▶ Aufgaben:
1. Beantworten Sie anhand des Textauszugs über Ismaning folgende Fragen:
(a) Bis zu welchem Datum ist die Ausstellung zu sehen?
(b) Wie viele Einwohner hatte Ismaning laut der Volkszählung vom Oktober 1919?
(c) Was ließ die Gemeinde wegen der allgemeinen Wohnungsnot gleich nach dem Kauf einrichten?
2. Sammeln Sie aus den Zeilen jede Zeile, in der die Zeichenfolge "marble" vorkommt, und schreiben Sie sie unverändert ab. Groß- und Kleinschreibung sind zu beachten.
+++ Textauszug
Zu sehen ist die Ausstellung bis 29. März. Führungen gibt es am 24. November, 26. Januar, 16. Februar und 8. März, jeweils um 15 Uhr; eine Anmeldung ist nicht nötig, die Gebühr beträgt zwei Euro plus Eintritt. Zur Ausstellung ist ein Katalog (18,50 Euro) erschienen, den Besucher im Ismaninger kaufen können. sab

Die Gemeinde hatte sich am Beginn des 20. Jahrhunderts zu einem aufstrebenden Ort entwickelt und wollte die Teilung des Dorfes durch das Schlossgelände überwinden. Laut Volkszählung vom Oktober 1919 hatte Ismaning damals 2402 Einwohner; es gab 151 Bauernhöfe, immerhin zwölf Lebensmittelgeschäfte, drei Schmieden, drei Wagner, drei Sattlereien, eine Gendarmerie, eine eigene Bahnstation, ein Postamt, eine öffentliche Telefonstation eine Telegrafenanstalt mit Tagesdienst, einen Allgemeinarzt und einen Tierarzt, wie im Archiv dokumentiert ist. Die allgemeine Wohnungsnot führte dazu, dass die Gemeinde gleich nach dem Kauf im Schloss und seinen Nebengebäuden Wohnungen einrichten ließ.
++++++
+++ Datenzeilen
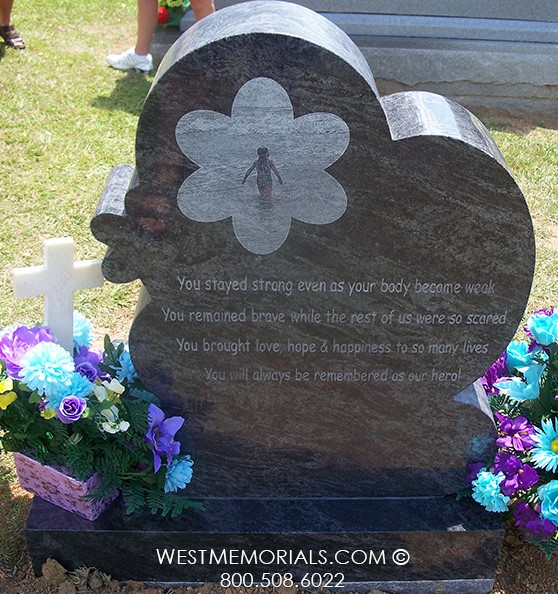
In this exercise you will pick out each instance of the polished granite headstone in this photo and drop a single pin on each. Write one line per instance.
(328, 274)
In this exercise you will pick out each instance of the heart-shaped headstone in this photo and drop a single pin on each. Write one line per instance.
(328, 270)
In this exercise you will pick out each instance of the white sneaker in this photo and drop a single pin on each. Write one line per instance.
(129, 60)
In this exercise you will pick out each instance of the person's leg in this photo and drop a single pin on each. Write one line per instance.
(147, 21)
(202, 8)
(5, 12)
(138, 57)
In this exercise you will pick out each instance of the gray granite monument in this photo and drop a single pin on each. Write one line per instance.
(327, 273)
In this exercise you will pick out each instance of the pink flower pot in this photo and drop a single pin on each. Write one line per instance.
(66, 492)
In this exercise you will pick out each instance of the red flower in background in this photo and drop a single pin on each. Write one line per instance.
(162, 15)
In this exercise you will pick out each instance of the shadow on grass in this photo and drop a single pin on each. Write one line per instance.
(503, 121)
(128, 94)
(15, 509)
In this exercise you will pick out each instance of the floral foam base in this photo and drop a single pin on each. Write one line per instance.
(61, 490)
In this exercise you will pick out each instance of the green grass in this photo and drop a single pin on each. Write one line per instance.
(66, 119)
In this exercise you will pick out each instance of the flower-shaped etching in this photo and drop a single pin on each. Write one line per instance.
(261, 166)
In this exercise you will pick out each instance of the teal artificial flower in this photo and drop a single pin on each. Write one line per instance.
(548, 495)
(518, 355)
(47, 368)
(544, 327)
(545, 453)
(527, 388)
(487, 492)
(79, 387)
(83, 331)
(179, 474)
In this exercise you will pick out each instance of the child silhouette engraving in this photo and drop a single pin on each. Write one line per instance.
(264, 167)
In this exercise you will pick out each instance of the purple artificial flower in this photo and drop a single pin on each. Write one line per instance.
(87, 363)
(15, 343)
(515, 433)
(472, 471)
(545, 311)
(160, 434)
(71, 409)
(517, 476)
(495, 373)
(528, 519)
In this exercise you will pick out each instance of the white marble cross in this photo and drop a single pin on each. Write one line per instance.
(57, 279)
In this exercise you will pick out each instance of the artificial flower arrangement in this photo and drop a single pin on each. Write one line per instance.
(522, 475)
(87, 412)
(171, 11)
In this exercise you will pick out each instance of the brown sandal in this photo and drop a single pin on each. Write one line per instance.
(11, 37)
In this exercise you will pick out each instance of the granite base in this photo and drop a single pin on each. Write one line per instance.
(411, 545)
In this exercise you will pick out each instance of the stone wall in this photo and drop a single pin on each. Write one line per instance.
(502, 53)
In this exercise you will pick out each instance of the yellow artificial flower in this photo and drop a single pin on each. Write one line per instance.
(6, 399)
(6, 385)
(48, 414)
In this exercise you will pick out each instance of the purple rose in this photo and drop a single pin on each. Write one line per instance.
(87, 363)
(497, 371)
(160, 434)
(516, 474)
(71, 409)
(516, 433)
(15, 343)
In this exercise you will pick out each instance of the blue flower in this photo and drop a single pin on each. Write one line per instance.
(79, 387)
(127, 371)
(523, 389)
(549, 501)
(179, 474)
(83, 331)
(544, 327)
(545, 453)
(518, 355)
(47, 368)
(487, 492)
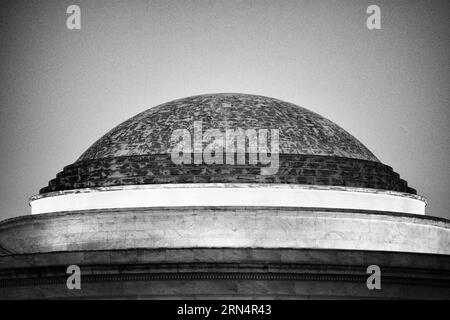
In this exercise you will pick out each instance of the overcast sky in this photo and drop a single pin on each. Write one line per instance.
(63, 89)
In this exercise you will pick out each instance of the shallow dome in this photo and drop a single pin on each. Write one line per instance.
(312, 149)
(301, 131)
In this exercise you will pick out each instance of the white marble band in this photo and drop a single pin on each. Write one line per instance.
(261, 195)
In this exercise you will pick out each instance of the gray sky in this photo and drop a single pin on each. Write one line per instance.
(61, 90)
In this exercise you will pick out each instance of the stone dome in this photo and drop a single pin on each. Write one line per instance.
(301, 131)
(312, 149)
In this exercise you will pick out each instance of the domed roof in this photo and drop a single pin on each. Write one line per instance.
(312, 150)
(300, 131)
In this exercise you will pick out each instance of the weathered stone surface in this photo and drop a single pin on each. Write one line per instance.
(294, 169)
(301, 131)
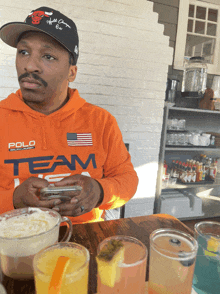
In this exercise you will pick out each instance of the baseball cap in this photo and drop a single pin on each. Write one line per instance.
(48, 21)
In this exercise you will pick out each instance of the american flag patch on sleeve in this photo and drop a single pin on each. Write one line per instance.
(83, 139)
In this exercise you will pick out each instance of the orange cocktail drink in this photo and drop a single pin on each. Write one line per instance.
(122, 265)
(75, 278)
(172, 262)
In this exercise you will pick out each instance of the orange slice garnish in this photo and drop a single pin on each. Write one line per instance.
(57, 276)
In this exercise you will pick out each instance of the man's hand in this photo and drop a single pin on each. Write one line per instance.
(27, 194)
(83, 201)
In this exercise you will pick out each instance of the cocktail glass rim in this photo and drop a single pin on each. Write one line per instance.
(205, 236)
(127, 238)
(167, 253)
(57, 245)
(26, 210)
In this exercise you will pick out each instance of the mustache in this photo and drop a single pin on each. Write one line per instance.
(34, 76)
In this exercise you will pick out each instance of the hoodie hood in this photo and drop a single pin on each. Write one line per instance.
(15, 102)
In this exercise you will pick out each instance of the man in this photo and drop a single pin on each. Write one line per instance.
(50, 135)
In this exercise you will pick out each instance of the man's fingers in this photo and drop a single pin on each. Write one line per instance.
(49, 203)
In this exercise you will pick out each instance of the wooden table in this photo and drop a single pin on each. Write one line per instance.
(90, 235)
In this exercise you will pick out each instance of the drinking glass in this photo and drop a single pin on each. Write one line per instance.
(130, 273)
(23, 233)
(172, 262)
(207, 270)
(75, 279)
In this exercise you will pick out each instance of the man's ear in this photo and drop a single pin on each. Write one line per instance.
(72, 73)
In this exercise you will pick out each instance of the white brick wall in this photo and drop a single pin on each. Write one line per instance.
(122, 67)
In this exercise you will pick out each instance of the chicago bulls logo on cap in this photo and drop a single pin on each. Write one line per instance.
(38, 15)
(49, 21)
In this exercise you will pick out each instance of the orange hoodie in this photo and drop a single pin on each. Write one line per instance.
(34, 144)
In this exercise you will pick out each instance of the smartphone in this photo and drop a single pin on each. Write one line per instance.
(62, 193)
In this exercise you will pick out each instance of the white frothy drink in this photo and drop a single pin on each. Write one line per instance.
(26, 225)
(22, 236)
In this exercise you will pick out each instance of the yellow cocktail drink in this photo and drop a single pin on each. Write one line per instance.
(121, 266)
(75, 278)
(172, 262)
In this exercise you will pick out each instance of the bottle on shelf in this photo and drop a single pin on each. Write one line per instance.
(213, 170)
(193, 174)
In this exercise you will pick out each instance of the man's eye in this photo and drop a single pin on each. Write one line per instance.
(23, 52)
(49, 57)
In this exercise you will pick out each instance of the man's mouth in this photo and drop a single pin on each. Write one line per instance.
(30, 83)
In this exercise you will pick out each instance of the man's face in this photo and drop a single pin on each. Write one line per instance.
(43, 71)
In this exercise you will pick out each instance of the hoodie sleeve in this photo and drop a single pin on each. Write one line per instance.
(6, 200)
(120, 180)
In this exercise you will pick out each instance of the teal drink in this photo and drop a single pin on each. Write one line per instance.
(206, 278)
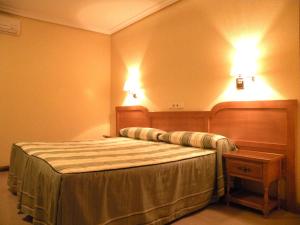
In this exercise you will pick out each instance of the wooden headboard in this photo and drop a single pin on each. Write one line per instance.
(267, 126)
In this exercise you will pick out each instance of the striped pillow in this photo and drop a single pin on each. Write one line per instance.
(143, 133)
(195, 139)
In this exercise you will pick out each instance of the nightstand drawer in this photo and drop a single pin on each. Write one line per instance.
(248, 169)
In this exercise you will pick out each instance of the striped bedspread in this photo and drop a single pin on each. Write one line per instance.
(108, 154)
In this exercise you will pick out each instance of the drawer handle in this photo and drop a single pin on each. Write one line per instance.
(244, 169)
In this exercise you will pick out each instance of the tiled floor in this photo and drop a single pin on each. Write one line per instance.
(217, 214)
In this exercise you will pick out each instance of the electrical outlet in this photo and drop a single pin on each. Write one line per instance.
(176, 106)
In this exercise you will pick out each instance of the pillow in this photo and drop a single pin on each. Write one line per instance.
(195, 139)
(143, 133)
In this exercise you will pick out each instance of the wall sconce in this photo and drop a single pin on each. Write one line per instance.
(245, 65)
(130, 91)
(132, 85)
(240, 81)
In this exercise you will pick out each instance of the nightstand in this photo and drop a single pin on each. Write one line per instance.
(257, 166)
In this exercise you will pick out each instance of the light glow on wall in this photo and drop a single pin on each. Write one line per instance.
(246, 56)
(258, 90)
(135, 94)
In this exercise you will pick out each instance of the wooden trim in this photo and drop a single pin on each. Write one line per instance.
(130, 116)
(4, 168)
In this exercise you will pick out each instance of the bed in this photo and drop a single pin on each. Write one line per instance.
(155, 191)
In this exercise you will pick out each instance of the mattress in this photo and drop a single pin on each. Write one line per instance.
(113, 181)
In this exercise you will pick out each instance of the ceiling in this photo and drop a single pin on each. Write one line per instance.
(103, 16)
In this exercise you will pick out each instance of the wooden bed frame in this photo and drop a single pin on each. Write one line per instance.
(267, 126)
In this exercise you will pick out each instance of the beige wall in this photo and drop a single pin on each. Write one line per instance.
(184, 55)
(54, 85)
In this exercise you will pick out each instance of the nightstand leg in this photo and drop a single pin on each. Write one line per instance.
(266, 200)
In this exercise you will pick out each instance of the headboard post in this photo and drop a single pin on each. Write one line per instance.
(267, 126)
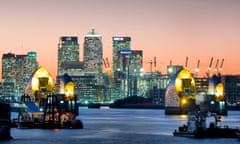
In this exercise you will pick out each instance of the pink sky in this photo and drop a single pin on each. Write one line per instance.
(167, 29)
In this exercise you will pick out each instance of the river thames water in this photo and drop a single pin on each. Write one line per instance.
(120, 126)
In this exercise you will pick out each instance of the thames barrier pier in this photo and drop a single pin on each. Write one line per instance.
(45, 109)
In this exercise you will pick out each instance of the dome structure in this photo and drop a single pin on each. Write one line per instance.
(40, 82)
(180, 89)
(216, 88)
(66, 86)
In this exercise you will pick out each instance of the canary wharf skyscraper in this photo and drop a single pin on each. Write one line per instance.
(93, 52)
(68, 52)
(16, 71)
(119, 43)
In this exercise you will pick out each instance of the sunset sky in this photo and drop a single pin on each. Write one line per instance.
(167, 29)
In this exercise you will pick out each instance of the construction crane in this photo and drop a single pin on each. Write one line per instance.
(210, 67)
(155, 64)
(197, 68)
(216, 66)
(186, 62)
(220, 68)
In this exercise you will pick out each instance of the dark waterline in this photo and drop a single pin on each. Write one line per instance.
(123, 126)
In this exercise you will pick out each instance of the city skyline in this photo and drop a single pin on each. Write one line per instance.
(169, 30)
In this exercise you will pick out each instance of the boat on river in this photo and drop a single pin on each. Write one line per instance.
(205, 125)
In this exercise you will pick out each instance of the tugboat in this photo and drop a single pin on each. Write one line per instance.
(205, 125)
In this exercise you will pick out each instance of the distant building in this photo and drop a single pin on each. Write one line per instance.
(232, 89)
(173, 69)
(93, 52)
(68, 52)
(119, 43)
(16, 72)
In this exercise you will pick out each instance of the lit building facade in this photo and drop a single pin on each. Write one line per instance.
(68, 52)
(119, 43)
(232, 89)
(93, 52)
(16, 72)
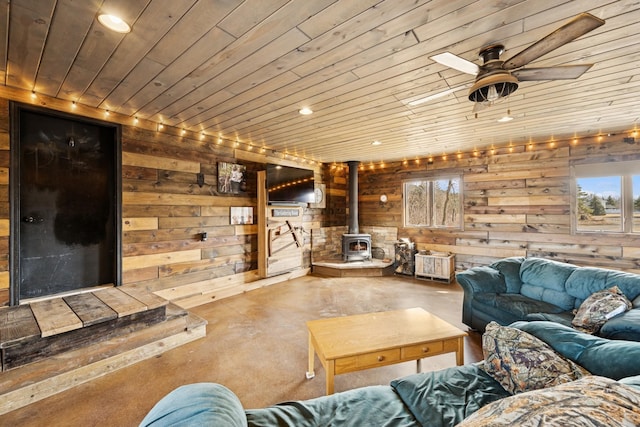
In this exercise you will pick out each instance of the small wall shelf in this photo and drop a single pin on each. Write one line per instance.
(435, 267)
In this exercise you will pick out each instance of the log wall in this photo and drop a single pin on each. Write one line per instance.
(164, 211)
(516, 203)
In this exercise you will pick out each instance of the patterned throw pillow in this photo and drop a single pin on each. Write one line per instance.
(598, 308)
(521, 362)
(590, 401)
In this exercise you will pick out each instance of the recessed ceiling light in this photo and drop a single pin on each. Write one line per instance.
(114, 23)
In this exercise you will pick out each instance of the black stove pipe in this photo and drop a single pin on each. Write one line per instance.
(353, 197)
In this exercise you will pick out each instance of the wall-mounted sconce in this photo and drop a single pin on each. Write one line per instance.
(200, 179)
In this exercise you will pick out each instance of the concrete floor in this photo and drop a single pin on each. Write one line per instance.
(256, 345)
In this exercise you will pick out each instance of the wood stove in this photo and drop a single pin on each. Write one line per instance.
(355, 245)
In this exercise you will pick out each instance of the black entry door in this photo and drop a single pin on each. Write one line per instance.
(67, 205)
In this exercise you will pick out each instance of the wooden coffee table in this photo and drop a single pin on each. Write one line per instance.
(363, 341)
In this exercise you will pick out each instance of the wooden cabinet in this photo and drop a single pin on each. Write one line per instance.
(435, 267)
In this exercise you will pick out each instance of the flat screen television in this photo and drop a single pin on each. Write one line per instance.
(289, 185)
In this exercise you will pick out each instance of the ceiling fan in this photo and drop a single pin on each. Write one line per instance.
(497, 79)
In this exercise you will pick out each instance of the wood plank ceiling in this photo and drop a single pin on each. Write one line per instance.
(243, 68)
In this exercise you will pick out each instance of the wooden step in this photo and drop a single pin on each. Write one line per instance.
(30, 383)
(49, 327)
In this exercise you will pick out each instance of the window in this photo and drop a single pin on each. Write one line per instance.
(433, 202)
(607, 197)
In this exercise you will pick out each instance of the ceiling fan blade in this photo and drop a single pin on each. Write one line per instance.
(570, 31)
(562, 72)
(438, 95)
(448, 59)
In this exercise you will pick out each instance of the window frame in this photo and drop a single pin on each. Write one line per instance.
(625, 170)
(430, 179)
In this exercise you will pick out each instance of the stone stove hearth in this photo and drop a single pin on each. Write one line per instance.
(356, 247)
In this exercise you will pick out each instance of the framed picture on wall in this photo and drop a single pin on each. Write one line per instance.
(320, 194)
(242, 215)
(232, 178)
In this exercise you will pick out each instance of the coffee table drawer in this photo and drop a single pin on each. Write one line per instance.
(422, 350)
(365, 361)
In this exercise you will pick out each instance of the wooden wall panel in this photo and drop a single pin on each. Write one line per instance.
(516, 203)
(164, 210)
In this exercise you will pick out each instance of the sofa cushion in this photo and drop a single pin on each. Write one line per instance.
(589, 351)
(509, 268)
(623, 327)
(446, 397)
(516, 304)
(584, 281)
(482, 279)
(564, 317)
(364, 406)
(544, 280)
(521, 362)
(589, 401)
(598, 308)
(204, 404)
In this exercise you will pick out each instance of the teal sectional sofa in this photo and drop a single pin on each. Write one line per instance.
(469, 394)
(520, 288)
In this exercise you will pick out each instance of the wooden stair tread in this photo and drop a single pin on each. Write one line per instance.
(90, 309)
(54, 316)
(149, 299)
(121, 302)
(17, 323)
(36, 381)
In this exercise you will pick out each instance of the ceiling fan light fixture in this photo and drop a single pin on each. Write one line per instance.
(505, 118)
(493, 87)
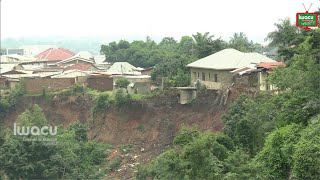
++++++
▶ Lösungen:
1.
(a) Bis 29. März.
(b) 2402 Einwohner.
(c) Wohnungen im Schloss und seinen Nebengebäuden.

2.
In this exercise you will pick out each instance of the white marble cross in this photo and drop a single pin on each. Write one line per instance.
In this exercise you will pick out each instance of the white marble band in this photo and drop a single pin on each. Write one line per instance.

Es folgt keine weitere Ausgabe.